## Document extract
--- START ---
August 09, 2007

The Massacre Meme That Just Won't Die

The Taliban claim that 200-300 civilians gathered at a market are killed in a NATO bombing. NATO investigated the claim and found that zero civilians were being treated at the nearest hospitals. I thought we had put this to rest, but the massacre narrative just keeps going.

Notice that this IWPR report (also reprinted here) is being written by a "trainee", which means a local. You'll also notice that every single person interviewed was a) male b) of fighting age.

The author attributes this to the Afghan tradition of keeping women home, especially in Taliban strongholds in the South. Give me a break. Who can forget these women at a local market under Taliban rule? Or a more recent photo?

The "massacre" as described by "eyewitnesses"

“The bombing by foreign forces started when all the villagers were gathered for the traditional mela, where they buy all their requirements for the week,” said Sultan Mohammad, a local man. “This mela is close to a holy shrine. At three in the afternoon, the planes came and dropped bombs on the people, killing more than 200 and injuring 150......

Gul Wali, 18, was also among the injured. “Bombs were falling from the sky into the trees, and I saw pieces of flesh and bone,” he said. “These were our villagers, they were innocent people. They had just come to the mela to buy food for their families. Instead, they ended up looking for their loved ones among piles of bodies.”.....

The injured were taken to various hospitals in the area. Some were transferred to Musa Qala, a Taleban stronghold about 100 kilometres from Bughni. Others were taken to Kandahar, about 150 kilometres away, and more still went to Lashkar Gah, over 200 kilometres from the scene of the bombing.”

The problem?
--- END ---
## What this exercise asks
**1)** List the places where the blog post says the injured were taken, with the distance it gives for each.
**2)** In the blog post, what time does Sultan Mohammad say the planes came?
**3)** Pick up the blog post right after "The problem?" and keep writing it.
You won't need the entries that come after this.

## Records shown
--- START ---
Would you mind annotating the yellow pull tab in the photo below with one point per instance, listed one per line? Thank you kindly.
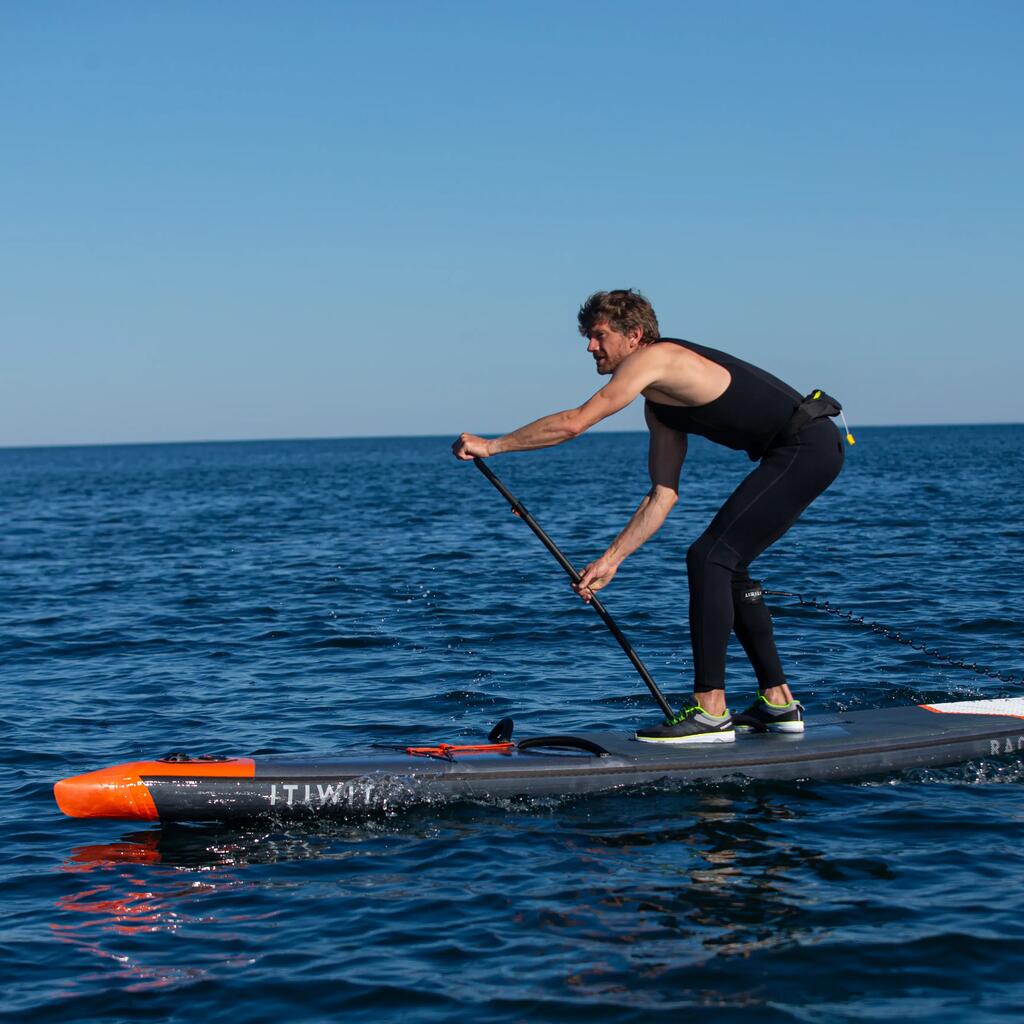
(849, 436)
--- END ---
--- START ---
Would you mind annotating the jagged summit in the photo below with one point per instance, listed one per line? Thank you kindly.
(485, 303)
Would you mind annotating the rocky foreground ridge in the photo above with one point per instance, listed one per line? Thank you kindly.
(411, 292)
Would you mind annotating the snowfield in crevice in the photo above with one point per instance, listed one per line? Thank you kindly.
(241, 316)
--- END ---
## Responses to the exercise
**1)**
Musa Qala, about 100 kilometres from Bughni
Kandahar, about 150 kilometres away
Lashkar Gah, over 200 kilometres from the scene of the bombing

**2)** At three in the afternoon.

**3)**
Over 100 kilometers away, they found a total of 19 adult males and one 8-year-old child wounded in Lashkar Gah hospital. Over night, three of the adult males died. And in Kandahar hospital, they found wounded 14 adult males and three 10-11 year old males. There were never any women admitted with injuries, and none are reported injured or killed at Lashkar Gah hospital or any other local hospitals in the area.
Remember, the Taliban claim is that this was a crowded market place. But, oddly, no women are there.

They also claim that the majority of the injured were taken to Lashkar Gah hospital, more so than any other hospital. But only 19 men and one child were there. All of whom could have easily been Taliban fighters or sympathizers.

Given what we know about the Taliban, it's not surprising to find young boys at the gathering. The Taliban are known to recruit children, and go so far as to use them in suicide bomb attacks. The now dead Mullah Dadullah, who's brother may have also been killed in the bombing, personally supervised a 12 year old Taliban boy beheading a "spy".

The same "civilians" who claim they were just hanging out at the market actually, later in the same article, admit that the Taliban were hanging "spies". They can't get there story straight as to how many spies were being hanged, though:

“Armed Taleban were hanging three people on charges of spying for foreign forces,” said one man, Khan Mohammad. “Then the planes came, so I ran away.” ....

Another man, who had come to Lashkar Gah with an injured relative, also told of the executions. Dressed in long traditional Afghan clothes, with eyes red from rage and grief, he was only too eager to open his heart to a reporter.

“We went to watch the execution at the mela place. The Taleban were hanging people. There were seven spies to be hanged, but after the first two, the bombing started.”

So, which is it: were they there innocently picking up some food for dinner or were they there to witness a Taliban execution? The "trainee" who wrote the article doesn't bother to ask.

The narrative cannot be said to be pro-Taliban, what it is is an equivalency piece. No one can be trusted in war. Here's the summation:

All parties – foreign forces, the Taleban, and civilians too - have an interest in advancing their point of view, leading to wildly conflicting claims of casualties.....

The dispute over basic facts is unlikely to be resolved, and all sides remain entrenched in their positions.

I thought resolving the basic dispute over facts was the journalist's job? Fact checking was what the media was supposed to be doing? But how is interviewing injured Taliban fact checking?

Americans or Taliban, they're all the same. 6 of one and a half dozen of the other. Or so I am told by the media. And that's just how they are training their new recruits.